[Records from a point labeling set]
# # # # #
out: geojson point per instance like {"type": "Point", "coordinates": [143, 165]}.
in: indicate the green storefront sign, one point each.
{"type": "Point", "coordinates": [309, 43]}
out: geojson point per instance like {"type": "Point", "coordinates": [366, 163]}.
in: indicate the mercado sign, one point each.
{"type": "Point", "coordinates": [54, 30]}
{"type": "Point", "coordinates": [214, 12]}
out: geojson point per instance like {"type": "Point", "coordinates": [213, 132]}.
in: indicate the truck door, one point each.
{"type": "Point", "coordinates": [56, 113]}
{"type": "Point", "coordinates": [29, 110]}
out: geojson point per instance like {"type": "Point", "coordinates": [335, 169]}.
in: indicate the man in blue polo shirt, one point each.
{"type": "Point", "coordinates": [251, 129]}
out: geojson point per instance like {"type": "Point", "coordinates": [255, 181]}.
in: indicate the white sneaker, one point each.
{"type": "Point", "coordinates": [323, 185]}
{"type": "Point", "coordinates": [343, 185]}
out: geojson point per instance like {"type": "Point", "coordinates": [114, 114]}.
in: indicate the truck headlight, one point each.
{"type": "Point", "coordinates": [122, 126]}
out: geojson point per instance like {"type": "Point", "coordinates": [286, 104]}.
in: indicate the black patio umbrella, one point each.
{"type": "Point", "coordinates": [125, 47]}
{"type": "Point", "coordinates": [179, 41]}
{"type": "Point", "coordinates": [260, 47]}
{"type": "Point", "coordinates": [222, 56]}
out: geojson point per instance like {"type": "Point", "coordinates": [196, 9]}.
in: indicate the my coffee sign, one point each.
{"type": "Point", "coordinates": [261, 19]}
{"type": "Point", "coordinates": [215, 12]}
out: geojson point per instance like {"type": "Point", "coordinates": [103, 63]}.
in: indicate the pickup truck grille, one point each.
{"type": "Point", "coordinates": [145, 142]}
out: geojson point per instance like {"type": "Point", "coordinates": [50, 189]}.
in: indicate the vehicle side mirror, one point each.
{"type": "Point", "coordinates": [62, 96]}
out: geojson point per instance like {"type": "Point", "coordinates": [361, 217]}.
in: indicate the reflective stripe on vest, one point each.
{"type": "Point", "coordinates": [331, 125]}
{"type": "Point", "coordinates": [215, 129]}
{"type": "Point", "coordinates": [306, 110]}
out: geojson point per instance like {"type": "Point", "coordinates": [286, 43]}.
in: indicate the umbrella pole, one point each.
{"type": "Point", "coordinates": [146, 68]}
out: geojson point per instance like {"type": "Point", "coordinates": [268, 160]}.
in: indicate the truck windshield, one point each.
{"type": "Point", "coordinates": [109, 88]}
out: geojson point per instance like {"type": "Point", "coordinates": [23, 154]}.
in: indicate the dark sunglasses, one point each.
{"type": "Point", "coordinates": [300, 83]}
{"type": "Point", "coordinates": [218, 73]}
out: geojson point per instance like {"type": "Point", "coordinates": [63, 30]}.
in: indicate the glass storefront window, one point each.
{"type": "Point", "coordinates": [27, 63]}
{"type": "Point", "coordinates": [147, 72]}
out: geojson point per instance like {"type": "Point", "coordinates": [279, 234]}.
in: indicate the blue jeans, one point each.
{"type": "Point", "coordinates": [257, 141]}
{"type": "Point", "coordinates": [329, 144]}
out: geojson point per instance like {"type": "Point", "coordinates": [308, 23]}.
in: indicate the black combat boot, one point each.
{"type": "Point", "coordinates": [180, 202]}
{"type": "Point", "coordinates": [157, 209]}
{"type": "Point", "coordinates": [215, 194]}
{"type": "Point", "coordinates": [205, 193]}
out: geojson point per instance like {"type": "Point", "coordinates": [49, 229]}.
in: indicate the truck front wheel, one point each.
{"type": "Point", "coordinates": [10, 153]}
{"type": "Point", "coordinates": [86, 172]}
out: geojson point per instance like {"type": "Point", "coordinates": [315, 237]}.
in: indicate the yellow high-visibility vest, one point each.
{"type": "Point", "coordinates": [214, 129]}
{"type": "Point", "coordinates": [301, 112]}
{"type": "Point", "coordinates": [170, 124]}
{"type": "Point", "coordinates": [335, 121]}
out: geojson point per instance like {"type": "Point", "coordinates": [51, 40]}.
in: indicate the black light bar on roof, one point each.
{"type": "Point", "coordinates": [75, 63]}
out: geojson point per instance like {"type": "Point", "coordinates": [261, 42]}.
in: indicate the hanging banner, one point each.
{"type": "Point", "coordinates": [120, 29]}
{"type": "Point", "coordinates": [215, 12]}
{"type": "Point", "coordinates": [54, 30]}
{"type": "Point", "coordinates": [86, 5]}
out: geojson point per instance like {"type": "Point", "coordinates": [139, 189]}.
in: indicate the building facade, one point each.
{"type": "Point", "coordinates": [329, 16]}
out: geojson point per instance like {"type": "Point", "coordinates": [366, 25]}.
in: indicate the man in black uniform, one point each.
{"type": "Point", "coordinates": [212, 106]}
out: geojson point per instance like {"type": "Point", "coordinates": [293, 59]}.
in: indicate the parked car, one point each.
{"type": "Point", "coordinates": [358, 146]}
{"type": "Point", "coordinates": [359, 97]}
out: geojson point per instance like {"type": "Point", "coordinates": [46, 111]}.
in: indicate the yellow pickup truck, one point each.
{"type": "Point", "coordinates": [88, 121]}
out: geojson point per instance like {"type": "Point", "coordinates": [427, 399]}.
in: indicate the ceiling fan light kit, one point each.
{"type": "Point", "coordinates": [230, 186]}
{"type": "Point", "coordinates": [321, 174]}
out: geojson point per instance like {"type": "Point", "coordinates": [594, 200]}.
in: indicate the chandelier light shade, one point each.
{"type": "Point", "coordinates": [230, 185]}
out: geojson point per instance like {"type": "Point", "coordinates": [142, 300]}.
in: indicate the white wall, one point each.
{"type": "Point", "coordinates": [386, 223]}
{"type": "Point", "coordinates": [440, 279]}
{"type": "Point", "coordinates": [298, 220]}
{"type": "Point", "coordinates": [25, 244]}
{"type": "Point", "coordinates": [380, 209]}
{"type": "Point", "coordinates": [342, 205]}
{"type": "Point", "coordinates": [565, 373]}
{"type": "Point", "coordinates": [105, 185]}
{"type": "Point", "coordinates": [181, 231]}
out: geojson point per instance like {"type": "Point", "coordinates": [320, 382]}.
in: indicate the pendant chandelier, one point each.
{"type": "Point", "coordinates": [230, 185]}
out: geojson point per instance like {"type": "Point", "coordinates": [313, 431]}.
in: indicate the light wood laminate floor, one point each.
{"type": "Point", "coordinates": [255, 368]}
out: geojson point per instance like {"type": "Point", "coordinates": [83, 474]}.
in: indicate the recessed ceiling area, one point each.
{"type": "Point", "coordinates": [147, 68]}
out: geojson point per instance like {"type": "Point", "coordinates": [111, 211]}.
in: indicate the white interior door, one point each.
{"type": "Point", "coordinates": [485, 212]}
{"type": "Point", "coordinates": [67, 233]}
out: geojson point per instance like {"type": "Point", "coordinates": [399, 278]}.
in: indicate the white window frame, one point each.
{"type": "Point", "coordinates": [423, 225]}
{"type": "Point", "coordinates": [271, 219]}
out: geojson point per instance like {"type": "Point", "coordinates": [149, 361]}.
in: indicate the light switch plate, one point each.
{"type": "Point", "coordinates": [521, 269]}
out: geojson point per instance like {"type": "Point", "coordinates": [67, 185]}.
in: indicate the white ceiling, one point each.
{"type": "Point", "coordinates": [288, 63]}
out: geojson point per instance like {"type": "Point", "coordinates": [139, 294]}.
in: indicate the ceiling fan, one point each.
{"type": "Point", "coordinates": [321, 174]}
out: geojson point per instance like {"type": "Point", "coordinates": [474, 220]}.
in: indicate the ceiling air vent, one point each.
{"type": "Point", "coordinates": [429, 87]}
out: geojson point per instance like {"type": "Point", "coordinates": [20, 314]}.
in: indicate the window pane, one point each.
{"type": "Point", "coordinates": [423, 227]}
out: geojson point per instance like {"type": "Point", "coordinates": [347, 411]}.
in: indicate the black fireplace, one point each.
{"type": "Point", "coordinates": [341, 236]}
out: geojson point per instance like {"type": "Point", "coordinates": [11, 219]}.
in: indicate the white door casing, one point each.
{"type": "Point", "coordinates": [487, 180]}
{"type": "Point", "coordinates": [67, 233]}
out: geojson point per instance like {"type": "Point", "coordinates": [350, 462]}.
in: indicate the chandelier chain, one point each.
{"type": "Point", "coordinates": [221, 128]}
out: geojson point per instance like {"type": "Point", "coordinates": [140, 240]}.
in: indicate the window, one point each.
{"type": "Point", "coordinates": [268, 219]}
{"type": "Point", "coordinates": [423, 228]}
# # # # #
## Problem
Show every line of the data above that contains the word "white". Treat the match as case-sensitive.

## Response
in: indicate the white sneaker, one point each.
in: indicate the white wall, one point each.
in: indicate the white interior door, one point each.
in: indicate the white window frame, one point each.
in: indicate the white ceiling, one point each.
in: indicate the white door casing, one point each.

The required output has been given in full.